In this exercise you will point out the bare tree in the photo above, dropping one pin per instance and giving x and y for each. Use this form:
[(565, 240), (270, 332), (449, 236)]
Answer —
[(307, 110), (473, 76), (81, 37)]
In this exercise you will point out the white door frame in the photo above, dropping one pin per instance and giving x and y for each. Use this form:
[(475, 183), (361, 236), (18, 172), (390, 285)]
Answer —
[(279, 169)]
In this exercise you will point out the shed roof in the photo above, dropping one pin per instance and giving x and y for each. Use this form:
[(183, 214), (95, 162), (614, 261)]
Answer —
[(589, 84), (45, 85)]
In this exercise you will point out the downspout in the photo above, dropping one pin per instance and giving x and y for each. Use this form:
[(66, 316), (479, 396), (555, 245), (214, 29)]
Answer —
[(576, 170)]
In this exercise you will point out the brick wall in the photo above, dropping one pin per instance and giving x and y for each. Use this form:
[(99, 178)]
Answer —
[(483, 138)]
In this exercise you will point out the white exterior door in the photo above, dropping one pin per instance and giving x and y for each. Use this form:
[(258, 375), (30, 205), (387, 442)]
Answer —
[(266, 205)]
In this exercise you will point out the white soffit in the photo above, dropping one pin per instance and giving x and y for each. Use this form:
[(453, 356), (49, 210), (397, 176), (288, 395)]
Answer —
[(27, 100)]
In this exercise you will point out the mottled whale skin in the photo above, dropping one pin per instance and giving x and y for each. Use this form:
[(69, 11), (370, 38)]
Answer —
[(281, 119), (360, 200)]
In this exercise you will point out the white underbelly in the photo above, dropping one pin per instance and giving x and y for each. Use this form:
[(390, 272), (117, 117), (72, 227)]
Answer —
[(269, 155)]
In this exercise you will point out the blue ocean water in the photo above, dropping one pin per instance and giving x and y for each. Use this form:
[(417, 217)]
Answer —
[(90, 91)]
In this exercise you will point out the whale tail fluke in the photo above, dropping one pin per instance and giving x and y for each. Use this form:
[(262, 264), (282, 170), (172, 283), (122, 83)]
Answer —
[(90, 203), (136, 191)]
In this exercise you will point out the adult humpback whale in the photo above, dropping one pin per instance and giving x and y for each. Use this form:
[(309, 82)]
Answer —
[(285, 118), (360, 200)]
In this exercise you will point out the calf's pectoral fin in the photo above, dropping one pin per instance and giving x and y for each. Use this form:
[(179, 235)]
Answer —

■ ■ ■ ■ ■ ■ ■

Lay out every line of the listing above as a numbered list, skipping any blank lines.

◆ **WORKED SOLUTION**:
1. In this exercise you will point out the bare tree in the photo above, dropping one pin per instance and giving x and y for each. Use this form:
2. [(565, 240), (270, 332), (449, 236)]
3. Answer —
4. [(307, 110), (473, 76), (81, 37)]
5. In this exercise you will point out the white door frame in the photo above, dropping one pin per instance and giving x and y for each. Use this form:
6. [(475, 183), (361, 236), (18, 172), (390, 285)]
7. Answer —
8. [(279, 169)]
9. In this exercise you will point out the shed roof in the photo above, dropping one pin per instance and giving x and y for each. Use this form:
10. [(183, 214), (95, 162), (614, 261)]
11. Answer —
12. [(589, 84), (45, 85)]
13. In this exercise you will point out the downspout in the photo above, dropping one pin per instance and giving x and y for each. Use this form:
14. [(66, 316), (479, 396), (555, 245), (214, 29)]
15. Answer —
16. [(576, 170)]
17. In this exercise you will point out the brick wall in the photo above, dropping one pin per instance and giving x and y for each. Use this form:
18. [(99, 178)]
19. Answer —
20. [(483, 138)]
21. In this exercise you will point out the white exterior door in the photo above, dropping one pin per instance and giving x and y for each. Use this form:
22. [(258, 375), (30, 205), (387, 442)]
23. Answer —
24. [(266, 205)]
25. In this exercise you will point out the white soffit in the photo above, dropping one pin per instance and giving x and y for each. Use this form:
26. [(453, 356), (49, 210), (397, 176), (288, 395)]
27. Answer —
28. [(27, 100)]
29. In this exercise you will point out the mottled whale skin in the photo above, dropping one pin per instance and giving x and y for each. Use this form:
30. [(69, 11), (370, 38)]
31. Answer —
32. [(281, 119), (360, 200)]
33. In this exercise you will point out the white underbelly in the photo above, dropping one pin per instance and giving x and y for each. Use this form:
34. [(390, 272), (117, 117), (72, 227)]
35. Answer —
36. [(269, 155)]
37. In this exercise you will point out the blue ocean water in the photo above, dropping one pin per instance and giving x and y for each. Use this form:
38. [(417, 217)]
39. Answer —
40. [(90, 91)]
41. In this exercise you will point out the whale tail fluke in the photo above, dropping one pin per instance and giving x and y for each. Use this form:
42. [(262, 264), (282, 170), (172, 283), (122, 83)]
43. Answer —
44. [(90, 203), (136, 191)]
45. In this exercise you will point out the adult humpback whale in the photo above, dropping one pin per instance and giving x and y for each. Use this form:
46. [(309, 82)]
47. Answer —
48. [(285, 118), (360, 200)]
49. In this exercise you will point out the calf's pectoral fin in the photo above, dropping one pin per instance and giving x and y for each. Use this form:
50. [(179, 235)]
51. Answer —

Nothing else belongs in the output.